- [Source extract]:
- Opening Delimiter -

OPEC reduces oil deficit projections ahead of November meeting
LONDON (Bloomberg) --OPEC+ technical experts downgraded their expectations for how tight global oil markets will be this quarter, a week before ministers meet to decide production policy.
The global oil-supply deficit will be just 300,000 barrels a day on average in the fourth quarter, the coalition’s Joint Technical Committee concluded on Thursday, according to delegates. That’s much smaller than the 1.1 million barrel daily shortfall shown in figures initially presented to the panel, which revised its view using fresher data on demand, delegates said.
The Organization of Petroleum Exporting Countries and its partners gather on Nov. 4 to review their plans to gradually restore some more of the production they halted during the pandemic. The revision to the supply and demand figures could give support to the cautious position espoused by cartel-leader Saudi Arabia, which has resisted calls to increase output more quickly.

- Closing Delimiter -

Stored data entries

- Opening Delimiter -

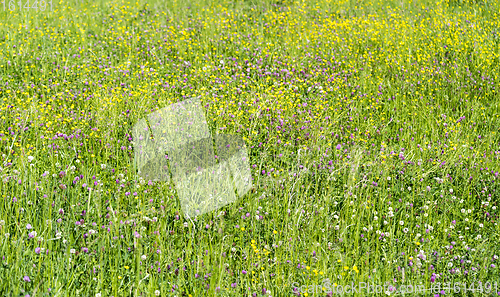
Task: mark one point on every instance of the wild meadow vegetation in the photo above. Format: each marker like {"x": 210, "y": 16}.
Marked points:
{"x": 372, "y": 129}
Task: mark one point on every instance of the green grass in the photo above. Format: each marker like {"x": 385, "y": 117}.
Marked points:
{"x": 371, "y": 127}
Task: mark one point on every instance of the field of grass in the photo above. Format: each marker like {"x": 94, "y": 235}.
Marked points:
{"x": 372, "y": 130}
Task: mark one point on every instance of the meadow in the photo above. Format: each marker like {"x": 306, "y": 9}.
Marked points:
{"x": 372, "y": 129}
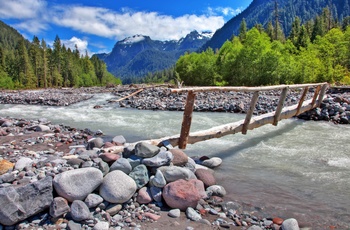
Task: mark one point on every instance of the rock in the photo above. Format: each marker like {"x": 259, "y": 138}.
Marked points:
{"x": 290, "y": 224}
{"x": 145, "y": 150}
{"x": 156, "y": 193}
{"x": 182, "y": 194}
{"x": 216, "y": 190}
{"x": 17, "y": 204}
{"x": 42, "y": 128}
{"x": 102, "y": 225}
{"x": 277, "y": 220}
{"x": 162, "y": 158}
{"x": 180, "y": 158}
{"x": 206, "y": 176}
{"x": 121, "y": 164}
{"x": 94, "y": 143}
{"x": 109, "y": 157}
{"x": 59, "y": 207}
{"x": 212, "y": 162}
{"x": 192, "y": 214}
{"x": 158, "y": 179}
{"x": 119, "y": 140}
{"x": 93, "y": 200}
{"x": 5, "y": 166}
{"x": 254, "y": 227}
{"x": 113, "y": 209}
{"x": 80, "y": 211}
{"x": 140, "y": 175}
{"x": 73, "y": 226}
{"x": 144, "y": 196}
{"x": 174, "y": 213}
{"x": 77, "y": 184}
{"x": 173, "y": 173}
{"x": 152, "y": 216}
{"x": 22, "y": 163}
{"x": 117, "y": 187}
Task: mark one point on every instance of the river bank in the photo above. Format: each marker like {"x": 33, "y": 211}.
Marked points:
{"x": 251, "y": 142}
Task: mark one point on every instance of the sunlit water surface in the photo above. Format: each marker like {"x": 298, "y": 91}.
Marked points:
{"x": 297, "y": 169}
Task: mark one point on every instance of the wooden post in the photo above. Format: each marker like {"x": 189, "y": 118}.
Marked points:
{"x": 302, "y": 99}
{"x": 322, "y": 93}
{"x": 317, "y": 90}
{"x": 280, "y": 106}
{"x": 250, "y": 112}
{"x": 187, "y": 120}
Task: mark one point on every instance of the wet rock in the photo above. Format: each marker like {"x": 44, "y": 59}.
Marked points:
{"x": 162, "y": 158}
{"x": 19, "y": 203}
{"x": 182, "y": 194}
{"x": 93, "y": 200}
{"x": 180, "y": 158}
{"x": 192, "y": 214}
{"x": 5, "y": 165}
{"x": 140, "y": 175}
{"x": 290, "y": 224}
{"x": 117, "y": 187}
{"x": 212, "y": 162}
{"x": 173, "y": 173}
{"x": 59, "y": 207}
{"x": 206, "y": 176}
{"x": 77, "y": 184}
{"x": 144, "y": 196}
{"x": 121, "y": 164}
{"x": 146, "y": 150}
{"x": 80, "y": 211}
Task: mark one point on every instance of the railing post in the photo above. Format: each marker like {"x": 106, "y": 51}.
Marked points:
{"x": 322, "y": 93}
{"x": 280, "y": 106}
{"x": 301, "y": 101}
{"x": 187, "y": 120}
{"x": 250, "y": 112}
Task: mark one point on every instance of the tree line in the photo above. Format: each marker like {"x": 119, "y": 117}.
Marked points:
{"x": 34, "y": 64}
{"x": 316, "y": 51}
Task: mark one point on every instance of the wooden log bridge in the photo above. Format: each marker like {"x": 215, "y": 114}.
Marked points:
{"x": 250, "y": 122}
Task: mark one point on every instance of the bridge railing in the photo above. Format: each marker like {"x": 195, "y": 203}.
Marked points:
{"x": 247, "y": 123}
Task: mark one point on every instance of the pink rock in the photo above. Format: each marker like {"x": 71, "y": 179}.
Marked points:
{"x": 109, "y": 157}
{"x": 151, "y": 216}
{"x": 180, "y": 158}
{"x": 182, "y": 194}
{"x": 144, "y": 196}
{"x": 206, "y": 176}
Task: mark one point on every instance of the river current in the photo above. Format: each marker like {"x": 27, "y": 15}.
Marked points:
{"x": 298, "y": 169}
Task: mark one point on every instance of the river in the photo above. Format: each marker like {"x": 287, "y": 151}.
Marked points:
{"x": 298, "y": 169}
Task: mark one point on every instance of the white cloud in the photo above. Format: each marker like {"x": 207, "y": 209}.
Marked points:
{"x": 40, "y": 14}
{"x": 82, "y": 45}
{"x": 226, "y": 11}
{"x": 110, "y": 24}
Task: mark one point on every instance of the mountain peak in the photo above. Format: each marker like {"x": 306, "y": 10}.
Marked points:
{"x": 134, "y": 39}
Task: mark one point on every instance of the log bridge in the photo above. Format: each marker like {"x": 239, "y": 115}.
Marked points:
{"x": 250, "y": 122}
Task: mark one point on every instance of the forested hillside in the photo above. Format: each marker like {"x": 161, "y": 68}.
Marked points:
{"x": 315, "y": 51}
{"x": 29, "y": 65}
{"x": 284, "y": 12}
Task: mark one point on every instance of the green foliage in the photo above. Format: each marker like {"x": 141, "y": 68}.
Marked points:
{"x": 260, "y": 60}
{"x": 29, "y": 65}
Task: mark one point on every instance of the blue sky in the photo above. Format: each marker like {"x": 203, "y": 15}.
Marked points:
{"x": 96, "y": 25}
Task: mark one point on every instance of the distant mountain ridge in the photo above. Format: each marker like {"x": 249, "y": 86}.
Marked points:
{"x": 263, "y": 11}
{"x": 139, "y": 55}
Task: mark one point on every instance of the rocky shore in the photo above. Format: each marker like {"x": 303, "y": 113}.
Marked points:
{"x": 58, "y": 177}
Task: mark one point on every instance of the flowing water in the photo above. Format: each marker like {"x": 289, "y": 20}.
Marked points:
{"x": 298, "y": 169}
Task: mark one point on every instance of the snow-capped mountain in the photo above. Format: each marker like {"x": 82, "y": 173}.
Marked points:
{"x": 139, "y": 55}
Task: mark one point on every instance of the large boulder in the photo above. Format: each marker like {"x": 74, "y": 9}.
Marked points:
{"x": 77, "y": 184}
{"x": 145, "y": 150}
{"x": 17, "y": 204}
{"x": 117, "y": 187}
{"x": 182, "y": 194}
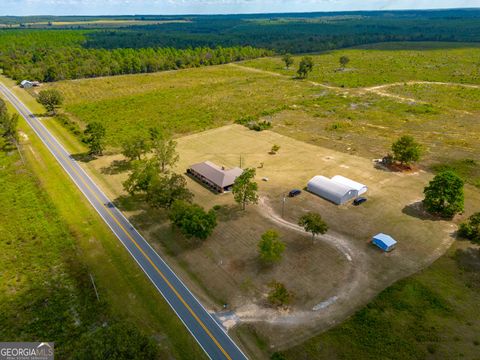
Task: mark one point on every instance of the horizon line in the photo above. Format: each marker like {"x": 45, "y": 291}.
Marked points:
{"x": 252, "y": 13}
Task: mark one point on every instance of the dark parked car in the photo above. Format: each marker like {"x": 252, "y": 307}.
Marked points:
{"x": 294, "y": 192}
{"x": 359, "y": 201}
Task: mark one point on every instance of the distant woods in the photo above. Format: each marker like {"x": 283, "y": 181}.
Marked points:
{"x": 50, "y": 56}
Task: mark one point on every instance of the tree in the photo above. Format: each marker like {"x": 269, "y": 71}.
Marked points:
{"x": 245, "y": 188}
{"x": 470, "y": 229}
{"x": 288, "y": 60}
{"x": 51, "y": 99}
{"x": 135, "y": 147}
{"x": 8, "y": 127}
{"x": 165, "y": 189}
{"x": 3, "y": 108}
{"x": 275, "y": 149}
{"x": 164, "y": 149}
{"x": 305, "y": 67}
{"x": 344, "y": 60}
{"x": 279, "y": 295}
{"x": 444, "y": 195}
{"x": 313, "y": 223}
{"x": 94, "y": 136}
{"x": 406, "y": 150}
{"x": 192, "y": 219}
{"x": 270, "y": 247}
{"x": 139, "y": 179}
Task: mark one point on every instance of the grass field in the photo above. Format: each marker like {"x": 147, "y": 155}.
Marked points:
{"x": 388, "y": 63}
{"x": 340, "y": 130}
{"x": 225, "y": 268}
{"x": 120, "y": 283}
{"x": 431, "y": 315}
{"x": 181, "y": 101}
{"x": 443, "y": 118}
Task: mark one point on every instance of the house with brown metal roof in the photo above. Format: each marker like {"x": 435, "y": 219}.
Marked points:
{"x": 215, "y": 177}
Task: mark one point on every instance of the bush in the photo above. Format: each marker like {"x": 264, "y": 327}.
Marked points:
{"x": 279, "y": 295}
{"x": 253, "y": 124}
{"x": 68, "y": 124}
{"x": 192, "y": 219}
{"x": 470, "y": 229}
{"x": 444, "y": 195}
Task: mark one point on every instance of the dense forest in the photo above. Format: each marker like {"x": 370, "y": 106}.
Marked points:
{"x": 52, "y": 53}
{"x": 298, "y": 33}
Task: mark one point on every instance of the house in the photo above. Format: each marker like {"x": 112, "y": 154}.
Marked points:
{"x": 329, "y": 189}
{"x": 384, "y": 242}
{"x": 26, "y": 84}
{"x": 360, "y": 188}
{"x": 215, "y": 177}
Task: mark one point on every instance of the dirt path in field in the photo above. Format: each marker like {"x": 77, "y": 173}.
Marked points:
{"x": 328, "y": 311}
{"x": 377, "y": 89}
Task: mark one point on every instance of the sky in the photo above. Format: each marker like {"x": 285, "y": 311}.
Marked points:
{"x": 158, "y": 7}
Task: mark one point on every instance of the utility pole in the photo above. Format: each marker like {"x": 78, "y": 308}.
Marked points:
{"x": 94, "y": 287}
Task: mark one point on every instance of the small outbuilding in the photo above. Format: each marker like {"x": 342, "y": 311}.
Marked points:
{"x": 333, "y": 191}
{"x": 360, "y": 188}
{"x": 215, "y": 177}
{"x": 384, "y": 242}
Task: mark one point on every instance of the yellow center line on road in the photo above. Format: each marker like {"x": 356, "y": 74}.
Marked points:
{"x": 138, "y": 247}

- Closing Delimiter -

- [Required work]:
**1)** Write out the passage of the OPEC article starting with "OPEC reduces oil" and going on through "demand, delegates said.".
**2)** In the OPEC article, what average global oil-supply deficit for the fourth quarter did the Joint Technical Committee conclude?

- [Numbered answers]:
**1)**
OPEC reduces oil deficit projections ahead of November meeting
LONDON (Bloomberg) --OPEC+ technical experts downgraded their expectations for how tight global oil markets will be this quarter, a week before ministers meet to decide production policy.
The global oil-supply deficit will be just 300,000 barrels a day on average in the fourth quarter, the coalition’s Joint Technical Committee concluded on Thursday, according to delegates. That’s much smaller than the 1.1 million barrel daily shortfall shown in figures initially presented to the panel, which revised its view using fresher data on demand, delegates said.

**2)** 300,000 barrels a day on average.